- Required work
Repeat exactly the lines from the line containing "formatted as [440,716]." to the last line of the listing, including both.

(Stored data entries)
— START —

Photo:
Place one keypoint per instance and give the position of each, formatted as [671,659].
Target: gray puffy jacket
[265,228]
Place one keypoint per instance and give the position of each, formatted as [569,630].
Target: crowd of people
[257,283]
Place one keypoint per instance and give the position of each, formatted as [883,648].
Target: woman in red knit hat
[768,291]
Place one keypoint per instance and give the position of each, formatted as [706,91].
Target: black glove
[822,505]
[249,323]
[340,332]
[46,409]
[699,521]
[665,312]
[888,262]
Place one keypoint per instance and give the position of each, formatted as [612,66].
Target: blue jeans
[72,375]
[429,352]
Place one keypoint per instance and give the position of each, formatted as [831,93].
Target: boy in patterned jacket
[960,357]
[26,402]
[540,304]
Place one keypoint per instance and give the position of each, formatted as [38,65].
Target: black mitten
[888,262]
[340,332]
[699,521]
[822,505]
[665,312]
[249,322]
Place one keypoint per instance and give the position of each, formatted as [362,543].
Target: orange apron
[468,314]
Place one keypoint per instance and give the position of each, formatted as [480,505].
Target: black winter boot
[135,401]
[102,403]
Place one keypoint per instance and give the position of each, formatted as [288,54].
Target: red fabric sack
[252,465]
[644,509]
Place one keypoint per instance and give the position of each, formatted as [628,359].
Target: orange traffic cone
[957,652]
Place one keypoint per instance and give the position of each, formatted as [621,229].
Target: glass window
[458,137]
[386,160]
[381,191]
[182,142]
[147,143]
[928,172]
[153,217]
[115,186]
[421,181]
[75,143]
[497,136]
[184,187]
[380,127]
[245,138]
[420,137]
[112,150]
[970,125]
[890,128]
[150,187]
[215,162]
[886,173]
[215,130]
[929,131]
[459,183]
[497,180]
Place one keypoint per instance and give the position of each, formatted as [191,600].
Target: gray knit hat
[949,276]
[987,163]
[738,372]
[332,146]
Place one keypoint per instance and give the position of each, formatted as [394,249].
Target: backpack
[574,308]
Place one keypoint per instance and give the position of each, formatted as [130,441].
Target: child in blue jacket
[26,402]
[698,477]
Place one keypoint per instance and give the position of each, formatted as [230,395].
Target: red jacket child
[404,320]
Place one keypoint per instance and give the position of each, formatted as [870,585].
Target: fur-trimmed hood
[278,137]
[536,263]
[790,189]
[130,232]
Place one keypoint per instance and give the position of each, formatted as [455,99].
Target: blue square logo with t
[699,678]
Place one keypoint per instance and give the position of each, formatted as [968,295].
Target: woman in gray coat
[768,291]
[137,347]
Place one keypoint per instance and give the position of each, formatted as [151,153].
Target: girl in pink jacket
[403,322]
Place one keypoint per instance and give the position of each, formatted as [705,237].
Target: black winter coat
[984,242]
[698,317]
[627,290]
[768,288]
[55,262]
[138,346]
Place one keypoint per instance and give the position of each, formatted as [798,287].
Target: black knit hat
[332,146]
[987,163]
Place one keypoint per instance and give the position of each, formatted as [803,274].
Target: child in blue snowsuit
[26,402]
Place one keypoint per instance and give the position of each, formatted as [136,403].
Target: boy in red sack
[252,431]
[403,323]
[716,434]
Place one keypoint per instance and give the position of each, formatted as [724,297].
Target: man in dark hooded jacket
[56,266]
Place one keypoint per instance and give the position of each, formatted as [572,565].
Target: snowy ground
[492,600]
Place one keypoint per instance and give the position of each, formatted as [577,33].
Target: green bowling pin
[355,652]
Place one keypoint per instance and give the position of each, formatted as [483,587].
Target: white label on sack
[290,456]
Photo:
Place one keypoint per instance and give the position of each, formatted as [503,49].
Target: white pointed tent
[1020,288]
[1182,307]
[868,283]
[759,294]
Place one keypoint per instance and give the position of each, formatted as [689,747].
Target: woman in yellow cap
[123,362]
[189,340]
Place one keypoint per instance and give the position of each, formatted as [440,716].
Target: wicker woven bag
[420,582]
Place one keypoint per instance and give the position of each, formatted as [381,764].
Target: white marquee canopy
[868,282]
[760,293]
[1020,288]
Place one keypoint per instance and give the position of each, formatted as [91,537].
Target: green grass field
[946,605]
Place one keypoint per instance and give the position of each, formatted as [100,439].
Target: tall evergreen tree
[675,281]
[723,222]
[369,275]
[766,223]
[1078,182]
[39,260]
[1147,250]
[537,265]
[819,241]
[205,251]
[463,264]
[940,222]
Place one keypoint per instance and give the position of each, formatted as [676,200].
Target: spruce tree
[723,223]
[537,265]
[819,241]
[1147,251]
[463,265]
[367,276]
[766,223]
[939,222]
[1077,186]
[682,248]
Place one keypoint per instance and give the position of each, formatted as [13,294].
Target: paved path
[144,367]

— END —

- Answer to the exercise
Place one keypoint per instance and give the position of each, formatted as [440,716].
Target: wicker woven bag
[420,582]
Place one keypoint per instance and give the position of each, formatted as [381,764].
Target: white marquee canopy
[868,282]
[760,293]
[1020,288]
Place one keypoint per instance and give the position of each, formatted as [91,537].
Target: green grass field
[946,605]
Place one keypoint per instance and give the position of each, formatted as [100,439].
Target: tall evergreen tree
[675,281]
[723,222]
[369,275]
[766,223]
[1078,182]
[39,260]
[1147,250]
[537,265]
[819,241]
[205,251]
[463,264]
[940,222]
Place one keypoint per instance and give the position of each, formatted as [676,200].
Target: spruce tree
[723,223]
[537,265]
[819,241]
[1147,251]
[463,265]
[367,276]
[766,223]
[939,222]
[1077,186]
[682,248]
Place one keypoint per instance and give the position of each, formatted as [13,294].
Target: paved path
[144,367]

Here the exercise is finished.